■ **QUESTIONS**:
A) In the Christmas post, reproduce everything from "One year ago, my" down to "spending Christmas alone.", renaming "hubby" as "husband".
B) Rewrite the paragraph of the Christmas post that begins "One year ago, my hubby" more briefly, keeping its main facts.
──────── PAGE TEXT
I still can't believe only one year ago many of my friends and I were celebrating another deployed Christmas. After the first deployment, the rest of them just seemed so much easier to me. I remember crying the first Christmas Chaz was gone, but that because Deryn had just been born in September and I wanted him here with us. I guess holidays apart just became easier to handle was because I knew what to expect and how to handle them better. I learned to surround myself with joy and positivity so I didn't go crazy! But it never ceases to amaze me how fast time flies. I realized this morning, we finally tipped the scale! Chaz has been home for more Christmas celebrations then he has been gone. Now that scale is gone, he's ours from now on!
One year ago, my hubby and his guys were eating MREs and dodging bullets. Now he and his guys are back with their families and eating delicious home cooked meals. I am so thankful to have so many of our friends back with us this year. But my heart breaks knowing that there are families who are separated this year. My heart breaks knowing there are families spending Christmas in the hospital this year. My heart breaks knowing there are people spending Christmas alone.
────────────────
──────── DATA
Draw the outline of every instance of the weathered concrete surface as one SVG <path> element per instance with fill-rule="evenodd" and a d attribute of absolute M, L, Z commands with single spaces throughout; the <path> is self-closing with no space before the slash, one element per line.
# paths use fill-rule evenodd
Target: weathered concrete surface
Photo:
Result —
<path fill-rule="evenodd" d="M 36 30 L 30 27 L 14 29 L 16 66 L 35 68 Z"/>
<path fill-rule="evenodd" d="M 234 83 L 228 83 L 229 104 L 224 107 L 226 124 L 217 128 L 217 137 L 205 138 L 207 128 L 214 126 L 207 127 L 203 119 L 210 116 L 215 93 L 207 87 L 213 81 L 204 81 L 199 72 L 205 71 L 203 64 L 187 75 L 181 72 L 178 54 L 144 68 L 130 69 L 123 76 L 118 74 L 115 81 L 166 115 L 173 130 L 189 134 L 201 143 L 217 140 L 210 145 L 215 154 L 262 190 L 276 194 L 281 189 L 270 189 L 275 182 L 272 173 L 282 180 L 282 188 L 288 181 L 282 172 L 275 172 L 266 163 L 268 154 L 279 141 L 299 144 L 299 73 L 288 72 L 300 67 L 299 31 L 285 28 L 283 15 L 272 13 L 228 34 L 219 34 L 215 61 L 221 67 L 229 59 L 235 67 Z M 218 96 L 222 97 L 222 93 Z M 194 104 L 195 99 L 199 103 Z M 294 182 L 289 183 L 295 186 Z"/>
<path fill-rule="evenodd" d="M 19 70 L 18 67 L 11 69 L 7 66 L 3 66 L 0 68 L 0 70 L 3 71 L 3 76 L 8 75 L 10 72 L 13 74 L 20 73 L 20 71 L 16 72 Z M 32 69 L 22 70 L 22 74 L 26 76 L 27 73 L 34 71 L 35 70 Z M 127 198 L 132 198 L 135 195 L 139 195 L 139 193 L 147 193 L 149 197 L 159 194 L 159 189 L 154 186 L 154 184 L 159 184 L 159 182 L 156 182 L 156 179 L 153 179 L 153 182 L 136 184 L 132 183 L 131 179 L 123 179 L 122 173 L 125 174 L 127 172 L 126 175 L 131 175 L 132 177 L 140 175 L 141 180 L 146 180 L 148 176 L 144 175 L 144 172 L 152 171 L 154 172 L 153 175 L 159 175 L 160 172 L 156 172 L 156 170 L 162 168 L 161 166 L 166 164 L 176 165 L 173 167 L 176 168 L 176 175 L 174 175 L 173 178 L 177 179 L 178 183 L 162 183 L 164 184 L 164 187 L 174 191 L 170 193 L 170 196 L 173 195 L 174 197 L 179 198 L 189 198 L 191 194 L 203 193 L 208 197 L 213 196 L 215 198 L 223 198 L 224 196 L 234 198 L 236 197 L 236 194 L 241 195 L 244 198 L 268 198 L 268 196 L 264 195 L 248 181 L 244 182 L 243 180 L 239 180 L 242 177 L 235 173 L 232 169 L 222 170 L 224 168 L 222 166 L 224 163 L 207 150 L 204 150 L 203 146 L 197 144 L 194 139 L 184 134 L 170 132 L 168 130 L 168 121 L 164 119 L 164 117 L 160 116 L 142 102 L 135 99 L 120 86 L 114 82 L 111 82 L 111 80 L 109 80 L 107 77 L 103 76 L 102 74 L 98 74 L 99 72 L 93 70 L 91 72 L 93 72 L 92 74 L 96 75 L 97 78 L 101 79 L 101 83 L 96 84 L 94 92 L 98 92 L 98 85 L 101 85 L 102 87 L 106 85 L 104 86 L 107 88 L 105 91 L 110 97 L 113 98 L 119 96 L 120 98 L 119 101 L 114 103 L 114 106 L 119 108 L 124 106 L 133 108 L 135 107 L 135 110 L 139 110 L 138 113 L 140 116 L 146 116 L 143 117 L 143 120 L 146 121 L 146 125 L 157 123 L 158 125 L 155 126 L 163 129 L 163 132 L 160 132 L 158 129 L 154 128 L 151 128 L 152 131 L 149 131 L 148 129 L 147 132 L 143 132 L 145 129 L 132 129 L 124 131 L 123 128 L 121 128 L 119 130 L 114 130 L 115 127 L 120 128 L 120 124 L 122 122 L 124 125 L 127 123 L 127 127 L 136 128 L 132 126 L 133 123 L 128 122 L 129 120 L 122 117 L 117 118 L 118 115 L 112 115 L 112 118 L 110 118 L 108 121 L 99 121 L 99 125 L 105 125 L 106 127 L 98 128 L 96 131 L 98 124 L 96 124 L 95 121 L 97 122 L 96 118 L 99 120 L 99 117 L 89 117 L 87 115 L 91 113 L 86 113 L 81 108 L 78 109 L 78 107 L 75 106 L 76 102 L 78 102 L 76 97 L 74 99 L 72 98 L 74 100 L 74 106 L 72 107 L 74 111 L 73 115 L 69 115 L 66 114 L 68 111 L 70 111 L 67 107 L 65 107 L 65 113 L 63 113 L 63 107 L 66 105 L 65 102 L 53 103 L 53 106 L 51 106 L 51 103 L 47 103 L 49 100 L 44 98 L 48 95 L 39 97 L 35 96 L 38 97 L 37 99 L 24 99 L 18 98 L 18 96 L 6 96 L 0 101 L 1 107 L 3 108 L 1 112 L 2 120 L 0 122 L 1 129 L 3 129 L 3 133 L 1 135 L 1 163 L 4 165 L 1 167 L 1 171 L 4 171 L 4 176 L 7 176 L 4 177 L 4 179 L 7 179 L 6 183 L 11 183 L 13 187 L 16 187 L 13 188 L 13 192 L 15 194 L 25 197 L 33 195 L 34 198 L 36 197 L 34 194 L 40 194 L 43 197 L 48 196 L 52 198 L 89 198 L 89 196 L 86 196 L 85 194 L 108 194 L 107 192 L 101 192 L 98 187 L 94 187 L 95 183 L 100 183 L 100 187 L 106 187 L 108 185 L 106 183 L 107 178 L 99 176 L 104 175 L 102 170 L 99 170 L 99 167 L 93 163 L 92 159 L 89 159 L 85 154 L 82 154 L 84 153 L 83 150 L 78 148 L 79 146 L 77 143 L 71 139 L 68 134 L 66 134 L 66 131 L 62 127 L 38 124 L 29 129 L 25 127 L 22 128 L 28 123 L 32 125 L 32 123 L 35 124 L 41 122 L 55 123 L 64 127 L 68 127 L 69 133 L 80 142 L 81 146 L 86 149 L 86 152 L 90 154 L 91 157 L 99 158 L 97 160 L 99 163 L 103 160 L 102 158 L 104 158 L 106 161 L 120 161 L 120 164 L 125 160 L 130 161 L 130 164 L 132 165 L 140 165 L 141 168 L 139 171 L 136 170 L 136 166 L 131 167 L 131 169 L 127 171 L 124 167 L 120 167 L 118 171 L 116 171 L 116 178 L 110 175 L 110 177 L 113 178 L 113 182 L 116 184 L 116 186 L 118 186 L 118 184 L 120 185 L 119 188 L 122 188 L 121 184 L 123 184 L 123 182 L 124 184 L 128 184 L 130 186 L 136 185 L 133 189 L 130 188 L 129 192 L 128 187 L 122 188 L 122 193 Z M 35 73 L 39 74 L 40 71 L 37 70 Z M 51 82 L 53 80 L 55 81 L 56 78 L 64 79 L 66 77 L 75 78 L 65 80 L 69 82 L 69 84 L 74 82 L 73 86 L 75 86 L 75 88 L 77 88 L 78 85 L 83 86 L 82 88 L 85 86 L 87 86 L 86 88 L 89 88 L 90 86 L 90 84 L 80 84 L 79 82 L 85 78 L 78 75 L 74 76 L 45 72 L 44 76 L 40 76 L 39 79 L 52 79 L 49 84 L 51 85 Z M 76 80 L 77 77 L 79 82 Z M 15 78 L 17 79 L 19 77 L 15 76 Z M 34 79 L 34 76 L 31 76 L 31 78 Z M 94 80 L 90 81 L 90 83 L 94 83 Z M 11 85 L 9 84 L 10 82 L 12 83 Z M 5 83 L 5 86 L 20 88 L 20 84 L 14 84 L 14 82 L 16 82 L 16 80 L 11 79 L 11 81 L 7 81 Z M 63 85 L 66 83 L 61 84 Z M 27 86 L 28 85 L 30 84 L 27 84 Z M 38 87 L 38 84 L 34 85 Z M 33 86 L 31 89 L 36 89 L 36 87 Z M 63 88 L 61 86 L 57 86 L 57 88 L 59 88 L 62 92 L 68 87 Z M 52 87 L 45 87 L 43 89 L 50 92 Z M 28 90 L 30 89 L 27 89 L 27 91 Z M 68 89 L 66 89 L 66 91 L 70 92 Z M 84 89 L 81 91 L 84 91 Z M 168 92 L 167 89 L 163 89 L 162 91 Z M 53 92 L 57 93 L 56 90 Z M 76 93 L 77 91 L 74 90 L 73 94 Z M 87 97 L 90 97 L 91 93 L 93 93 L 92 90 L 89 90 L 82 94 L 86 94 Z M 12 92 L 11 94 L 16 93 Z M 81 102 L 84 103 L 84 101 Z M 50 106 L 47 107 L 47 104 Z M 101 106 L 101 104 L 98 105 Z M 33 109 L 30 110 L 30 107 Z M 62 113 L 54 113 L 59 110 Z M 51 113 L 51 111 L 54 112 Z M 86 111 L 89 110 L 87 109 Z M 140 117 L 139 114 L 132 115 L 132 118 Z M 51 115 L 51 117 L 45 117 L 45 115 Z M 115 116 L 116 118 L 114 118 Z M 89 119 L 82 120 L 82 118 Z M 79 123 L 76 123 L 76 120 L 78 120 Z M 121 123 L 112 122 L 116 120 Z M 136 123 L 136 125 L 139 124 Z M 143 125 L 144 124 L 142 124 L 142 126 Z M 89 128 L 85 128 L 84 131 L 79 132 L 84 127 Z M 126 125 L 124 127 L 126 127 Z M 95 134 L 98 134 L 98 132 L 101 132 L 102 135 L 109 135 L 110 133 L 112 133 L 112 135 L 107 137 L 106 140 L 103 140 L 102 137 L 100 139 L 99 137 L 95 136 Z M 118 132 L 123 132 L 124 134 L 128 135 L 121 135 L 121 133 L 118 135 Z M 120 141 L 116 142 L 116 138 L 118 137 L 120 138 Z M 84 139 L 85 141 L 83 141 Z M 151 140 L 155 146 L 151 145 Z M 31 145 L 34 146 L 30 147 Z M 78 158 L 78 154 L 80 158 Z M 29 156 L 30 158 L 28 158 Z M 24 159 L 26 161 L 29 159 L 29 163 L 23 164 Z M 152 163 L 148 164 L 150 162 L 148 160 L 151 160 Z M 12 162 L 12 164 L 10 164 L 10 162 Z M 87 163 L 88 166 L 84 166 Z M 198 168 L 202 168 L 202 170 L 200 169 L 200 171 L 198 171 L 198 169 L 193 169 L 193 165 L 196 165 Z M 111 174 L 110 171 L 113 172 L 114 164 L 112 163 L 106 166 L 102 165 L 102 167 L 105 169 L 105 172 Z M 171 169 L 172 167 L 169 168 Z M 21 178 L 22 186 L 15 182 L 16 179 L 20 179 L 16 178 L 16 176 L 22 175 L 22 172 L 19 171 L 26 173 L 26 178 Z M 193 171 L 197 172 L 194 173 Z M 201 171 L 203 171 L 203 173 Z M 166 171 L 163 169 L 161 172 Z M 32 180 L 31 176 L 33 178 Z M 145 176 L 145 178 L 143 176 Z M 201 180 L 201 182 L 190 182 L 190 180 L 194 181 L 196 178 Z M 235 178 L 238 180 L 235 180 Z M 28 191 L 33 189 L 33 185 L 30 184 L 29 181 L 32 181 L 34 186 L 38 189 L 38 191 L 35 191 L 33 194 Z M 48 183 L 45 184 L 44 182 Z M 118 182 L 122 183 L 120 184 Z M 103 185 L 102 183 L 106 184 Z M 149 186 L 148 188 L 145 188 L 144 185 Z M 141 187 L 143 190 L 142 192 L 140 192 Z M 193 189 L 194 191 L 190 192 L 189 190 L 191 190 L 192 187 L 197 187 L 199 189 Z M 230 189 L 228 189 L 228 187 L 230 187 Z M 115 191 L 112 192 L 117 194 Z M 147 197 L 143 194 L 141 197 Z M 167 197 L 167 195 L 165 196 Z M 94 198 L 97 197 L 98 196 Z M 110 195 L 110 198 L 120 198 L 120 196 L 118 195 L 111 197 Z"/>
────────────────
■ **RESPONSES TO THE TASKS**:
A)
One year ago, my husband and his guys were eating MREs and dodging bullets. Now he and his guys are back with their families and eating delicious home cooked meals. I am so thankful to have so many of our friends back with us this year. But my heart breaks knowing that there are families who are separated this year. My heart breaks knowing there are families spending Christmas in the hospital this year. My heart breaks knowing there are people spending Christmas alone.

B) A year ago, my husband and his guys were eating MREs and dodging bullets. Now they're home with their families, eating home-cooked meals. I'm thankful that so many friends are back this year, but my heart breaks for families who are separated, families spending Christmas in the hospital, and people spending it alone.